[[ Exercise inputs open ]]

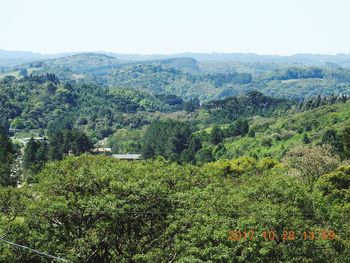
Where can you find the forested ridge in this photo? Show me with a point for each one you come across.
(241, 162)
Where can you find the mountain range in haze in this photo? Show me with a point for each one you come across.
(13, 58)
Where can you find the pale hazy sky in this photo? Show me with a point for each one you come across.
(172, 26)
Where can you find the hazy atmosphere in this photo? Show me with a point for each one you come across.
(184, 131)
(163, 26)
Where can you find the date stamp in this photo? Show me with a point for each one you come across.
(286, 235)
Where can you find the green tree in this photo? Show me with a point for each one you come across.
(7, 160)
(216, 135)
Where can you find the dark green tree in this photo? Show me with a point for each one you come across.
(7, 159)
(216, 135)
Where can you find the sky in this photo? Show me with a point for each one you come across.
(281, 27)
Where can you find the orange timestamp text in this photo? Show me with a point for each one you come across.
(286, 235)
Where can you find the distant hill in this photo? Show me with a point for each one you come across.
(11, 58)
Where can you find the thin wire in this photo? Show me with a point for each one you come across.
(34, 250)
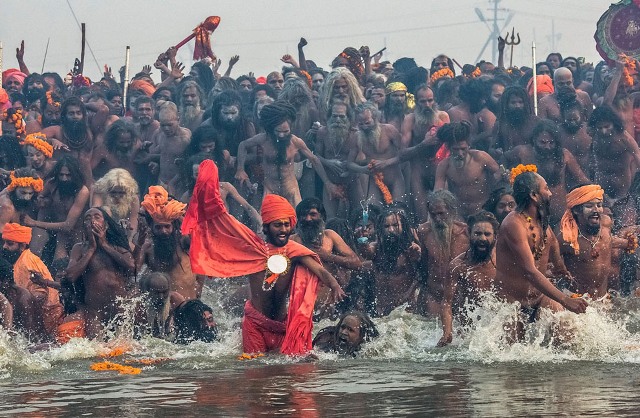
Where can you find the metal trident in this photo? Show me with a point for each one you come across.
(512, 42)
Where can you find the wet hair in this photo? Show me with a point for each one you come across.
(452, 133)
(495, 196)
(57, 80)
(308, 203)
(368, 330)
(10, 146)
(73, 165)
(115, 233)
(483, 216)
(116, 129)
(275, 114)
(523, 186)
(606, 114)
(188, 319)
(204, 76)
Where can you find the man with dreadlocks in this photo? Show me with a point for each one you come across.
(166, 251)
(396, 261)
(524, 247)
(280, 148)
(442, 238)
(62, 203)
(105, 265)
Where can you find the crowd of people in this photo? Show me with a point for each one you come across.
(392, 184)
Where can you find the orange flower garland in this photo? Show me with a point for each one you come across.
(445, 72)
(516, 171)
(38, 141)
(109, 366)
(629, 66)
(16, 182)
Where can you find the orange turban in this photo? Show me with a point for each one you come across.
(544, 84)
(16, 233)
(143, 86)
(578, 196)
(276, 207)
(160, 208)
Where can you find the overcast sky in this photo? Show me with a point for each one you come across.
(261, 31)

[[ Exercise inputs closed ]]
[[ Exercise inputs open ]]

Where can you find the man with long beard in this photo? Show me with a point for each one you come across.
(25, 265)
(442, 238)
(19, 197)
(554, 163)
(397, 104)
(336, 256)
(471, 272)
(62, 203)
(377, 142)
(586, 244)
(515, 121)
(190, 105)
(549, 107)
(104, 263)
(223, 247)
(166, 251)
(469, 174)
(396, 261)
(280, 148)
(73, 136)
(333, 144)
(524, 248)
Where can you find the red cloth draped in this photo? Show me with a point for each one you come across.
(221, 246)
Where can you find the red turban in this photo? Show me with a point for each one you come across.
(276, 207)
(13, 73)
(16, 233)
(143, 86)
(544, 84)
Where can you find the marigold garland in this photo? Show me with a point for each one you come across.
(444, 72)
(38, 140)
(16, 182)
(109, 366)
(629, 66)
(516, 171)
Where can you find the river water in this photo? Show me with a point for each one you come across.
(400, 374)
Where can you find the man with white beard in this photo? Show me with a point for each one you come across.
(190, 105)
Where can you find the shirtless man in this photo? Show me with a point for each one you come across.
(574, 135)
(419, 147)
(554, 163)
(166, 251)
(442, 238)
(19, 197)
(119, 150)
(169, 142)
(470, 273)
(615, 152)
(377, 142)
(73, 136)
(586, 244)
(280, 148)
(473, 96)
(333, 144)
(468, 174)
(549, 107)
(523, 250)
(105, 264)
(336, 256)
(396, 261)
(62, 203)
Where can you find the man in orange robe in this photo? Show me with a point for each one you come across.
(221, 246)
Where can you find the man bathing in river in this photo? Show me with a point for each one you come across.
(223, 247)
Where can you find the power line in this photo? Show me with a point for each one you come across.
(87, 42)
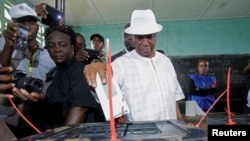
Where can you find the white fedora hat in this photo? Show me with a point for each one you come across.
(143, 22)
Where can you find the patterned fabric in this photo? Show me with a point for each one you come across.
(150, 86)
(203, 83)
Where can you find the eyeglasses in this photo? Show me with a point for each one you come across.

[[ Exercise inputs closed ]]

Problem requirements: Print the line above containing "Where can you find the man in", the line containing "Where can you find the eyeglasses", and everything between them, exactly as written. Pictures stay out.

Solved exercise:
Where can you find the man in orange robe in this photo? Show me with a point for each one you come across.
(221, 246)
Where can you find the man bathing in river in this photo? Show me with a point for each one you come across.
(223, 247)
Where can you find the power line in this photo? Show me with a point for each one you come across.
(87, 42)
Where can you find the white fedora hat in this photo? Show me with a point for each one you come across.
(143, 22)
Where can you find the patterned fabric in this photo? Show me with a point for each one you come across.
(150, 86)
(203, 83)
Where can you find the eyeglasses in this photo? Show me with a point for each one you come across.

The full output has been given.